Exercise description:
Pull out each line in the entries below that contains the word "window". Case counts.
----- Records for the exercise
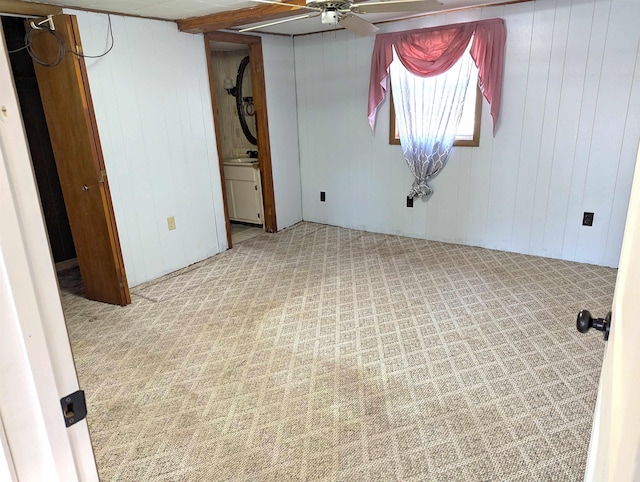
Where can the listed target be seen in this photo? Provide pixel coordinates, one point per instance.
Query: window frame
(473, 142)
----------
----- Records for the exercise
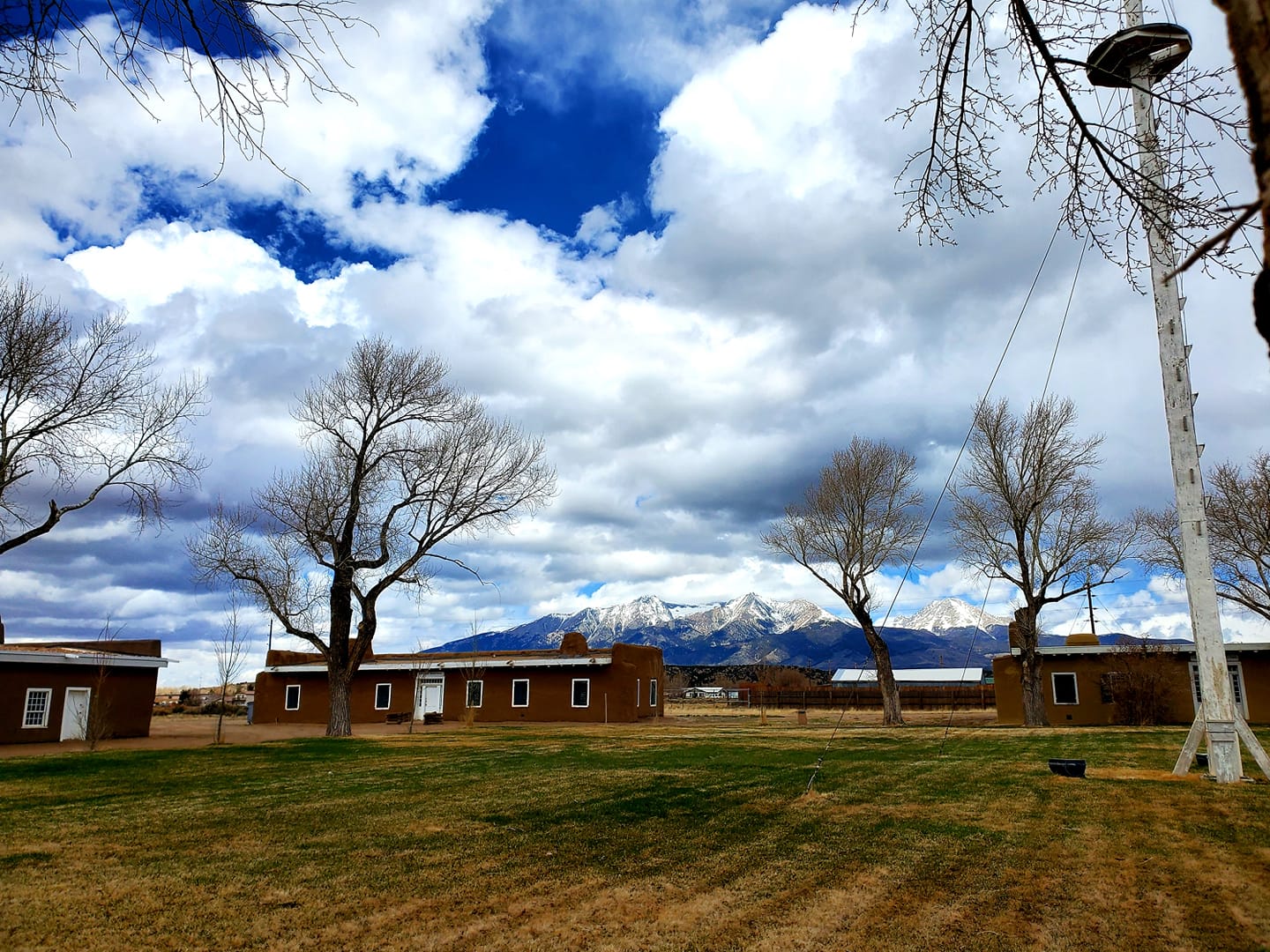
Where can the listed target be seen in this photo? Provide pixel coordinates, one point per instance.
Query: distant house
----------
----- Records for the exercise
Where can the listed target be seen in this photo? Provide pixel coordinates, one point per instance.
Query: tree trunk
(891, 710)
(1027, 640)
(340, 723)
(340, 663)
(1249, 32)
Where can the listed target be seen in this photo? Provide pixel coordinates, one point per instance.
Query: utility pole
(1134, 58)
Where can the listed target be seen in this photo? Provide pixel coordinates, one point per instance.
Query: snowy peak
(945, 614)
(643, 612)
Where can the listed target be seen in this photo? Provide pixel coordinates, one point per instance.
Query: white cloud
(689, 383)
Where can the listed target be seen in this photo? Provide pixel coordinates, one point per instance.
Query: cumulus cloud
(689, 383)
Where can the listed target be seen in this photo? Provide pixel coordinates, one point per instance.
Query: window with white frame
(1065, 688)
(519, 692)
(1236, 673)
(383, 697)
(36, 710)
----------
Written answer:
Query: window frame
Query: window with white frame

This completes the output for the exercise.